BRANO DA LEGGERE:
■ ■ ■ ■ ■ ■ ■

Mi sono venuti in mente questi.


----------



## Torros (10 Luglio 2015)

mah..
impossibile stabilirlo...


----------



## Lollo interista (10 Luglio 2015)

Torros ha scritto:


> mah..
> impossibile stabilirlo...



Aspettavo con impazienza la tua disamina


----------



## hiei87 (11 Luglio 2015)

Penso si debba distinguere tra due sottocategorie della personalità:
La prima, prende in considerazione i leader carismatici, quelli che, anche soltanto con uno sguardo, riescono a farsi rispettare e comprendere dagli altri, e a farsi temere dagli avversari. Sicuramente appartengono a questa categoria tanti capitani storici e calciatori leggenderi come Valentino Mazzola (gli bastava rimboccarsi le maniche, quando la sua squadra era in difficoltà, per dare un segnale ai compagni), Franco Baresi, Franz Beckembauer, Gaetano Scirea, ma anche Diego Armando Maradona. La lista è lunghissima. Negli ultimi anni, forse Gerrard è stato l'emblema di questa tipologia di calciatore.

■ ■ ■ ■ ■ ■ ■

DATI GREZZI:
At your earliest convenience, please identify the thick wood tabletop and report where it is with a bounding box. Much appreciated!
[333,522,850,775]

■ ■ ■ ■ ■ ■ ■

CONSEGNA:
Come prosegue la discussione del forum sulla personalità dei calciatori? Continuala a partire dall'ultima frase del brano da leggere.

RISULTATO:
La seconda categoria è quella dei leader tecnici. Quelli che, nei momenti di maggiore difficiltà e nei grandi appuntamenti, vogliono il pallone, vogliono prendersi responsabilità, e riescono a trarre dalla pressione una fonte di energia, tirando al contempo fuori il meglio dai propri compagni. Anche qua non si può non nominare Diego Maradona. Un altro da citare per forza è Johan Crujiff. Per Zinedine Zidane parla il solo mondiale del 2006, mentre il Baggo di Usa '94 è la perfetta illustrazione di quanto descritto. Pelè a 16 anni vinceva un mondiale distribuendo sombreri agli avversari in finale come se fossero noccioline. 
Anche qui l'elenco è infinito. Come già è stato detto, Seedorf è questo tipo di giocatore. Iniesta è un altro che nei grandi match vuole palla e riesce a giocarla anche in mezzo a 5 avversari. Al suo apice, citerei anche Ronaldo il fenomeno. Al di là del mondiale del 2002, ho ancora in mente quella sua semifinale a Francia '98 contro l'Olanda, per non parlare della cavalcata dell'inter nella Coppa Uefa nello stesso anno.
Vorrei portare altri mille esempi, ma chiudo citando uno che ricade perfettamente in entrambe le categorie: Gabriel Omar Batistuta. Uno che stava quasi per portare la Fiorentina a vincere lo scudetto, e che è riuscito nell'impresa di farlo con la Roma. Uno dei leader più influenti e carismatici del calcio moderno.


----------



## Magnus_Marcus (11 Luglio 2015)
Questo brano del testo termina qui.